Aim of the exercise:
Below is a set of entries. Reproduce exactly the lines from the one containing "Target: blue flag marker" through the end, both included.

Raw records:
■ ■ ■ ■ ■ ■ ■
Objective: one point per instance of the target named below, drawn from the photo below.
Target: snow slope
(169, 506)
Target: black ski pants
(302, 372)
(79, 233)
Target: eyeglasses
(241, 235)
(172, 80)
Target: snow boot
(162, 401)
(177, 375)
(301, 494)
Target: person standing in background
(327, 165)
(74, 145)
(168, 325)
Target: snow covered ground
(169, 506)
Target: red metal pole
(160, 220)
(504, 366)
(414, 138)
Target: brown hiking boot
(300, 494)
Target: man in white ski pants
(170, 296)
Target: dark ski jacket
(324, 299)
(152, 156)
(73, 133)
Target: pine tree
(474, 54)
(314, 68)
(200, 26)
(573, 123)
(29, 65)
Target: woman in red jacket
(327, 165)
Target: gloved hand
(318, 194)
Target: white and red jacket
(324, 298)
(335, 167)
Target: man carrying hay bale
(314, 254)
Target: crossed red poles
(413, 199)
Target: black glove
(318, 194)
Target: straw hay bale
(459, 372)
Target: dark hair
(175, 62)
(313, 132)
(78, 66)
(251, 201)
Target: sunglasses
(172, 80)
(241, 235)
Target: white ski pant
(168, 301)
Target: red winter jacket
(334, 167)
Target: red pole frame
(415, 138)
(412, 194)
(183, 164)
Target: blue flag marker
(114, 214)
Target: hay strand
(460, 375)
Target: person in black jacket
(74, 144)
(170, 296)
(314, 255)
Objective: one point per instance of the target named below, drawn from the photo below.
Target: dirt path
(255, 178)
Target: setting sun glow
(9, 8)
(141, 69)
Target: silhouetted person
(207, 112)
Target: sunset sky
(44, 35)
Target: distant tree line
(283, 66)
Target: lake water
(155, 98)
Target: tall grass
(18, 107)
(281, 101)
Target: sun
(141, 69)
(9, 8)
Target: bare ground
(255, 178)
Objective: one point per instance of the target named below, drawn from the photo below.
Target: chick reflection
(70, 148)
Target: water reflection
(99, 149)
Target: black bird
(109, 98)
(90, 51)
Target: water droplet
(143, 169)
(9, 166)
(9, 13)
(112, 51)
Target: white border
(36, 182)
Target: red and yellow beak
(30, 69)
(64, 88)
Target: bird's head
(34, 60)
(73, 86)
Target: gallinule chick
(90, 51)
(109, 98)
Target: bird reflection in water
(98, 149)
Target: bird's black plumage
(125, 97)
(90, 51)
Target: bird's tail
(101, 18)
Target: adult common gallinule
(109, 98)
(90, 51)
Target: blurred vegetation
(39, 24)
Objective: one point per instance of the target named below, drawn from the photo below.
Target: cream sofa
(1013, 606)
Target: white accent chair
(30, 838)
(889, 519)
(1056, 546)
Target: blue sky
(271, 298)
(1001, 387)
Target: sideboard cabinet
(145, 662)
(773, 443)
■ ■ ■ ■ ■ ■ ■
The output:
Target: blue flag marker
(114, 214)
Target: hay strand
(460, 375)
Target: person in black jacket
(74, 144)
(170, 296)
(314, 255)
Objective: one point per instance of the target named below, drawn from the photo below.
Target: dirt path
(255, 178)
Target: setting sun glow
(9, 8)
(141, 69)
Target: silhouetted person
(207, 112)
Target: sunset sky
(44, 35)
Target: distant tree line
(283, 66)
Target: lake water
(155, 98)
Target: tall grass
(18, 107)
(281, 101)
Target: sun
(141, 69)
(9, 8)
Target: bare ground
(255, 178)
Objective: one point per instance of the target named below, drawn from the photo below.
Target: chick reflection
(70, 148)
Target: water reflection
(99, 149)
Target: black bird
(109, 98)
(90, 51)
Target: water droplet
(143, 169)
(9, 166)
(9, 13)
(112, 51)
Target: white border
(36, 182)
Target: red and yellow beak
(30, 69)
(64, 88)
Target: bird's head
(34, 60)
(73, 86)
Target: gallinule chick
(90, 51)
(109, 98)
Target: bird reflection in water
(98, 149)
Target: bird's black plumage
(125, 97)
(90, 51)
Target: bird's tail
(101, 18)
Target: adult common gallinule
(109, 98)
(90, 51)
Target: blurred vegetation
(39, 24)
Objective: one point per instance of the target named below, drawn from the photo below.
Target: cream sofa
(1013, 606)
Target: white accent chair
(30, 838)
(889, 519)
(1056, 546)
Target: blue sky
(271, 298)
(1001, 387)
Target: sideboard cabinet
(145, 662)
(773, 443)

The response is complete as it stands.